# O QUE SE PEDE
a - Transcreva do excerto sobre o sector leiteiro o trecho que começa nas palavras "Pedro Pimentel: Existem" e termina após as palavras "mais alguns anos.".
b - Reproduza apenas as linhas da listagem que vão da linha que contém "- **Query**: driftwood" até ao final da listagem, ambas incluídas, trocando "tight" por "close-fitting" e mantendo tudo o resto inalterado.

# EXCERTO DE ORIGEM
════════════════

Ruminantes: O custo de transporte, face ao actual preço do petróleo,
influi na localização geográfica da produção?
Pedro Pimentel: Penso que há sempre uma vantagem na proximidade da
produção, no leite mais até do que noutros produtos. Existem dois
factores que se cruzam: um é o próprio custo do combustível, o outro é
a eficiência da logística. Se por um lado os custos dos combustíveis
têm crescido muito, por outro, a eficiência da logística tem também
evoluído muito, o que faz com que, em termos práticos, o custo do
transporte não tenha sofrido uma evolução tão drástica como a que
derivaria directamente do incremento do combustível. É na logística
que muitas vezes a rentabilidade se constrói. Conseguir agrupar
volumes que permitam reduzir os custos, etc. Mas claro que a evolução
dos custos vai ter impacto com o aumento do petróleo, e irão começar a
surgir factores adicionais de opção, como a pegada de carbono.

Ruminantes: A crise no sector leiteiro está a levar ao abandono de
muitas explorações. Como encara a indústria esta situação?
Pedro Pimentel: Existem dois tipos de abandono. Aquele que podemos
designar como abandono por inércia, que é, em grande parte, o que se
tem verificado ao longo dos anos, com um impacto não demasiadamente
negativo, do ponto de vista do aprovisionamento, da estruturação da
produção, ou do próprio ponto de vista social. É o que poderemos
chamar de revolução silenciosa, que resultou numa diminuição de 70.000
produtores em menos de vinte anos. Não se sentiu uma convulsão social
associada a este abandono, foi causado pelo abandono de muitas
pequenas explorações. Ou seja, é um abandono natural e, do ponto de
vista da estruturação, necessário. Actualmente, estamos a entrar no
abandono de explorações que podem ser viáveis. Estamos a falar do
abandono de explorações geridas por pessoas com idade para poderem ter
uma expectativa de manutenção na actividade durante mais alguns anos.
E essa é uma situação preocupante, pois percebemos que explorações que
nós pensamos serem viáveis e competitivas começam a fechar. Nós, o
Estado, todos temos que acarinhar essas explorações e encontrar meios
para evitar que isto aconteça...

════════════════

# Registos de origem

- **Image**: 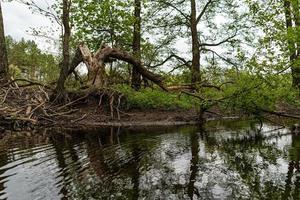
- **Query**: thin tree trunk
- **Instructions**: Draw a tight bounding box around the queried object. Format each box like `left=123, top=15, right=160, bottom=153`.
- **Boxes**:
left=292, top=0, right=300, bottom=88
left=0, top=2, right=8, bottom=81
left=131, top=0, right=142, bottom=90
left=284, top=0, right=300, bottom=87
left=55, top=0, right=71, bottom=97
left=190, top=0, right=200, bottom=86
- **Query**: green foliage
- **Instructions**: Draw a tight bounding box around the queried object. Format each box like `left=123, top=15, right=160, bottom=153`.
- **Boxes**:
left=6, top=37, right=59, bottom=82
left=116, top=85, right=199, bottom=110
left=221, top=71, right=300, bottom=114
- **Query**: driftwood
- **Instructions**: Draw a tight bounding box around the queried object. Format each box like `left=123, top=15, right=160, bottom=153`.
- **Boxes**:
left=68, top=44, right=167, bottom=91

════════════════

# RESPOSTAS POR TAREFA
a -
Pedro Pimentel: Existem dois tipos de abandono. Aquele que podemos
designar como abandono por inércia, que é, em grande parte, o que se
tem verificado ao longo dos anos, com um impacto não demasiadamente
negativo, do ponto de vista do aprovisionamento, da estruturação da
produção, ou do próprio ponto de vista social. É o que poderemos
chamar de revolução silenciosa, que resultou numa diminuição de 70.000
produtores em menos de vinte anos. Não se sentiu uma convulsão social
associada a este abandono, foi causado pelo abandono de muitas
pequenas explorações. Ou seja, é um abandono natural e, do ponto de
vista da estruturação, necessário. Actualmente, estamos a entrar no
abandono de explorações que podem ser viáveis. Estamos a falar do
abandono de explorações geridas por pessoas com idade para poderem ter
uma expectativa de manutenção na actividade durante mais alguns anos.

b -
- **Query**: driftwood
- **Instructions**: Draw a close-fitting bounding box around the queried object. Format each box like `left=123, top=15, right=160, bottom=153`.
- **Boxes**:
left=68, top=44, right=167, bottom=91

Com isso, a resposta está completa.